◆ **What you will do**
For this exercise, write out exactly the lines of the material from the one containing "[locate] hedge trimmer" through the end, both ends included, and nothing more.

◆ **Materials provided**
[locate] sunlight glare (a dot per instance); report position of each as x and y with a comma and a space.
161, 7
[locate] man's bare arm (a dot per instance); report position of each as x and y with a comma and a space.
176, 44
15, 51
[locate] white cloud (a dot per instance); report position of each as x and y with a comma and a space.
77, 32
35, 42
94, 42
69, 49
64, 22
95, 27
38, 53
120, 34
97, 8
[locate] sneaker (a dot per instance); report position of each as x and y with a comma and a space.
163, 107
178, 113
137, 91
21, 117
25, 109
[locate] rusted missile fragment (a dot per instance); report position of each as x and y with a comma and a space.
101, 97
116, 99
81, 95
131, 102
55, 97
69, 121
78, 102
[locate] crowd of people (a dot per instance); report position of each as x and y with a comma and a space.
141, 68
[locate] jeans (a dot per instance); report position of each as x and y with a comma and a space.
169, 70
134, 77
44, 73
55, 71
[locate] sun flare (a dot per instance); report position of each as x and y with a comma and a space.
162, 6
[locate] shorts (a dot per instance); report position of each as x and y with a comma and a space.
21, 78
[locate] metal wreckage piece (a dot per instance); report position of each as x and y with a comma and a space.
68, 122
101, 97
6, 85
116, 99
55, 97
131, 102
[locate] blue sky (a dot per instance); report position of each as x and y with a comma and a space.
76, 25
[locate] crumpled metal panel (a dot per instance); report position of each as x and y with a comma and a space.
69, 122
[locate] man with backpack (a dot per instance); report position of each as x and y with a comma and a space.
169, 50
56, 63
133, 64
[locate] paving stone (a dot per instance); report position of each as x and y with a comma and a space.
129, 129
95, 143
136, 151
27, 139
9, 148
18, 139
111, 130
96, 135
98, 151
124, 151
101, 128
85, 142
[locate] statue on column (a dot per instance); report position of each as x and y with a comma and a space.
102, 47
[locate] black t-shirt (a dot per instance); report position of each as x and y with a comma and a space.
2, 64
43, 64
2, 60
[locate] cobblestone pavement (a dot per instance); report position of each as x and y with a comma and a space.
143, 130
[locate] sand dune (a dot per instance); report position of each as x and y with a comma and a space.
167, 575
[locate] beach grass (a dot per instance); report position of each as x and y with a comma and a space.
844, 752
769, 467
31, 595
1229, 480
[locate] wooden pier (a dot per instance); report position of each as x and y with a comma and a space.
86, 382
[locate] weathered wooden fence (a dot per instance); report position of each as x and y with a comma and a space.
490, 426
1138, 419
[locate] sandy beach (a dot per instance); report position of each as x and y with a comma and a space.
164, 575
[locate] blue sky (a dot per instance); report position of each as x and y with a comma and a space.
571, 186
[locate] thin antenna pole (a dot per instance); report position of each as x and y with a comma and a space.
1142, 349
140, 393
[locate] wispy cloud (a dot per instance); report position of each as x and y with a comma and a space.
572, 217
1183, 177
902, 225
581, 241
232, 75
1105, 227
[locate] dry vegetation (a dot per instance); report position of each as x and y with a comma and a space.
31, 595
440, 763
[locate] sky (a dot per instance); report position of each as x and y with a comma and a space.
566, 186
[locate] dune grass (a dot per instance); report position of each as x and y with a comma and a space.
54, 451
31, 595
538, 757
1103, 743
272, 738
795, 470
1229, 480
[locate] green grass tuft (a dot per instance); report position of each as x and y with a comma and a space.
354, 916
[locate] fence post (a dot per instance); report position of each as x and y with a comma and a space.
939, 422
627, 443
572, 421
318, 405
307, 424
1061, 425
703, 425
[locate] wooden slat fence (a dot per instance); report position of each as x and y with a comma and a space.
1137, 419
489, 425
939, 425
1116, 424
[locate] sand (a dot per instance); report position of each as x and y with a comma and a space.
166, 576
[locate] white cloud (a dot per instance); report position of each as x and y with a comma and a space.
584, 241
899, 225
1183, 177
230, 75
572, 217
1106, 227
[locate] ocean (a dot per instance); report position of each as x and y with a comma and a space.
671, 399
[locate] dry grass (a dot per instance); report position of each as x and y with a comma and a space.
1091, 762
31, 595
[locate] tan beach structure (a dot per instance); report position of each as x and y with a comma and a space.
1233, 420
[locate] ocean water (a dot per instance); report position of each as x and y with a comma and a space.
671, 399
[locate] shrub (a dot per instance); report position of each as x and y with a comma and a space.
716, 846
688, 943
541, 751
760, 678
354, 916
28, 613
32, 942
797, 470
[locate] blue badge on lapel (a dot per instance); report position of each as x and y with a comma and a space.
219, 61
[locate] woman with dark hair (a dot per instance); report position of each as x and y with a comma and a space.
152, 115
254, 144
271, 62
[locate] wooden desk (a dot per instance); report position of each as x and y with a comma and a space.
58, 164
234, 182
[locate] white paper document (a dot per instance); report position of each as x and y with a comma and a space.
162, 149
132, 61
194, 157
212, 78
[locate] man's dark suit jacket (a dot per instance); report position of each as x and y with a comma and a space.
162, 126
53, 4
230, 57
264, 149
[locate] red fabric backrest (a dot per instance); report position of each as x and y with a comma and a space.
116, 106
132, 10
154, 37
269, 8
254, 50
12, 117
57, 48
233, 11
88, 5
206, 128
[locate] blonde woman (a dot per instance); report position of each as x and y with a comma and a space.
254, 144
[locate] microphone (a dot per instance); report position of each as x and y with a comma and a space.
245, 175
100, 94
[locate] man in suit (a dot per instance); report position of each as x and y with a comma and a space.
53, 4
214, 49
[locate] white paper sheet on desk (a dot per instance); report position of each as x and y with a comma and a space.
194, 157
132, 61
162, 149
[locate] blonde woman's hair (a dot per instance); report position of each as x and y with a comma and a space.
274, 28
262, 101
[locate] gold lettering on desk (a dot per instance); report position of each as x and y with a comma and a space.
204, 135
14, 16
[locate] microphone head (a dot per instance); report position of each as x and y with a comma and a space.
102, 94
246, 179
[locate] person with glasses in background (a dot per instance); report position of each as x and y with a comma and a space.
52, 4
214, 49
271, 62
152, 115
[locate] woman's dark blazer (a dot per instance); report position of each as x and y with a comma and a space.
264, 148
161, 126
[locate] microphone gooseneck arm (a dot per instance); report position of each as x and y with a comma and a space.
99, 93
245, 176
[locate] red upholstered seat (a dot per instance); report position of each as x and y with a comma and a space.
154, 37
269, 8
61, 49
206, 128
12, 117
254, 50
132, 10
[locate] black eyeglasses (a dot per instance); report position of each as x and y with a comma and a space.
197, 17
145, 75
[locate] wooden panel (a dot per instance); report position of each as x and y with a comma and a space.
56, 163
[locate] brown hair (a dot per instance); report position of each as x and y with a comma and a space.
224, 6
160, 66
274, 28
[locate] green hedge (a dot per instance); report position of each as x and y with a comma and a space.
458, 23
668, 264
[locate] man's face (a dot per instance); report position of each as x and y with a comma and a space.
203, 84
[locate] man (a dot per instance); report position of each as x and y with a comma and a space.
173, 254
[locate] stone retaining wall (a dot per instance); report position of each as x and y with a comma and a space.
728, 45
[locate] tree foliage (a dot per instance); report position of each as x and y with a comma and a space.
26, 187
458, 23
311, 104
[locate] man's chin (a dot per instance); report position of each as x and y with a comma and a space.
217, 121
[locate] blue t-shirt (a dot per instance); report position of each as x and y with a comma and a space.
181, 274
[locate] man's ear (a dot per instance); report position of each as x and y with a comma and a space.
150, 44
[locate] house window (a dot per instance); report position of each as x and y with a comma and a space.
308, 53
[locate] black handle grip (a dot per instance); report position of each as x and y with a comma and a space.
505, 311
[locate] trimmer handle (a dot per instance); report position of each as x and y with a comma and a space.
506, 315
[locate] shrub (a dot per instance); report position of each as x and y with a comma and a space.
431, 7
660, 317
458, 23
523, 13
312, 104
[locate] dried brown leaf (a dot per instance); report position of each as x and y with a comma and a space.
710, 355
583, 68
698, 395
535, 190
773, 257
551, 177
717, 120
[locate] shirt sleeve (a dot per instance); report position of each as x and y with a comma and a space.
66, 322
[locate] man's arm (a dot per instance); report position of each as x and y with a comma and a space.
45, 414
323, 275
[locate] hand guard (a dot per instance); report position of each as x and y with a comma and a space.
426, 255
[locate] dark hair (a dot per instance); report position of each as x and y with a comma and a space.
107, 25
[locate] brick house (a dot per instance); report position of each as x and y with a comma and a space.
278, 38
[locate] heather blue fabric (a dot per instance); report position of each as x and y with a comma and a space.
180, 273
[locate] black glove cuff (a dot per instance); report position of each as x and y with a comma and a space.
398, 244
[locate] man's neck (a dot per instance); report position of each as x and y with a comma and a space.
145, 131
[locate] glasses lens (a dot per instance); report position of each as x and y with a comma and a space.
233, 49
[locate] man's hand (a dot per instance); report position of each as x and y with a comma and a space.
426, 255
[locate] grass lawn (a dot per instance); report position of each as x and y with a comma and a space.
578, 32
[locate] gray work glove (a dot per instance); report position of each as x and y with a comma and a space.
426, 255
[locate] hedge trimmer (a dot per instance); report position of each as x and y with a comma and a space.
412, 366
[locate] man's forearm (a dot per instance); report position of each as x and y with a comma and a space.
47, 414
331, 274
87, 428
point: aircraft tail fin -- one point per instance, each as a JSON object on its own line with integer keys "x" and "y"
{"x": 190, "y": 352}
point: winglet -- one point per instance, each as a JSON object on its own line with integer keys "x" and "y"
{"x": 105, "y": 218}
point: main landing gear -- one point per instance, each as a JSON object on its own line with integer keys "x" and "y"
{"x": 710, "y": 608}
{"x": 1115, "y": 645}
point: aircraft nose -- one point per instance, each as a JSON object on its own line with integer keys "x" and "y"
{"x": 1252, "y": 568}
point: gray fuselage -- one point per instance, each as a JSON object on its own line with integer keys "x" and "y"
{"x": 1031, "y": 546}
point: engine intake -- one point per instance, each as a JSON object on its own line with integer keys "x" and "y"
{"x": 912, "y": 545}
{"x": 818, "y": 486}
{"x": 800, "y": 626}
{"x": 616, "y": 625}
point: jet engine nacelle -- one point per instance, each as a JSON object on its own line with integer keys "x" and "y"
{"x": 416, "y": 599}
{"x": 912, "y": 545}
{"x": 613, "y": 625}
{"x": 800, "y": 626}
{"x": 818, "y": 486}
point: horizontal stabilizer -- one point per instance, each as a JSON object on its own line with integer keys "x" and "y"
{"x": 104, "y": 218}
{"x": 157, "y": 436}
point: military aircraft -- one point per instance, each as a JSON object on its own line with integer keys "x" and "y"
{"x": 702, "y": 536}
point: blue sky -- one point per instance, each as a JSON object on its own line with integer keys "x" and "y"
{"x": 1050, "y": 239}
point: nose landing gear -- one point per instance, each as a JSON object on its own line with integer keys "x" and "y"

◆ **Reply to the exercise**
[locate] hedge trimmer (a dot per instance); report position of each as x and y with a comma and a space.
412, 366
[locate] man's forearm (a dot per instance); report position of each as x and y with a comma and a space.
47, 414
331, 274
87, 428
point: aircraft tail fin -- one point per instance, each as a JSON object on its own line with integer keys "x" and "y"
{"x": 190, "y": 352}
point: winglet -- one point per instance, each as a JSON object on its own line with integer keys "x" and "y"
{"x": 105, "y": 218}
point: main landing gear -- one point per instance, each as a JSON object on its own line with integer keys "x" and "y"
{"x": 710, "y": 608}
{"x": 1115, "y": 645}
point: aircraft nose -- one point per instance, each as a JSON object on its own line with integer keys "x" and "y"
{"x": 1252, "y": 568}
point: gray fuselage -- one point per instance, each as a JSON object on its own line with integer keys "x" and "y"
{"x": 1031, "y": 546}
point: engine intake -- one point per instance, each as a JSON object on its own line with integer keys "x" and "y"
{"x": 912, "y": 545}
{"x": 818, "y": 486}
{"x": 800, "y": 626}
{"x": 616, "y": 625}
point: jet engine nacelle -- one point per instance, each as a JSON object on its own line with integer keys "x" and "y"
{"x": 416, "y": 599}
{"x": 912, "y": 545}
{"x": 613, "y": 625}
{"x": 800, "y": 626}
{"x": 818, "y": 486}
point: horizontal stabilizer -- one point per instance, each as a JSON object on its own line with integer keys "x" and "y"
{"x": 104, "y": 218}
{"x": 157, "y": 436}
point: military aircraft -- one point per instance, each as a JSON object on its own line with integer keys "x" and "y"
{"x": 702, "y": 536}
point: blue sky -- one point per instance, each as a JSON object on its own line with integer keys "x" and "y"
{"x": 1050, "y": 239}
point: nose landing gear -- one point per instance, each as a JSON object on its own line with integer keys "x" and "y"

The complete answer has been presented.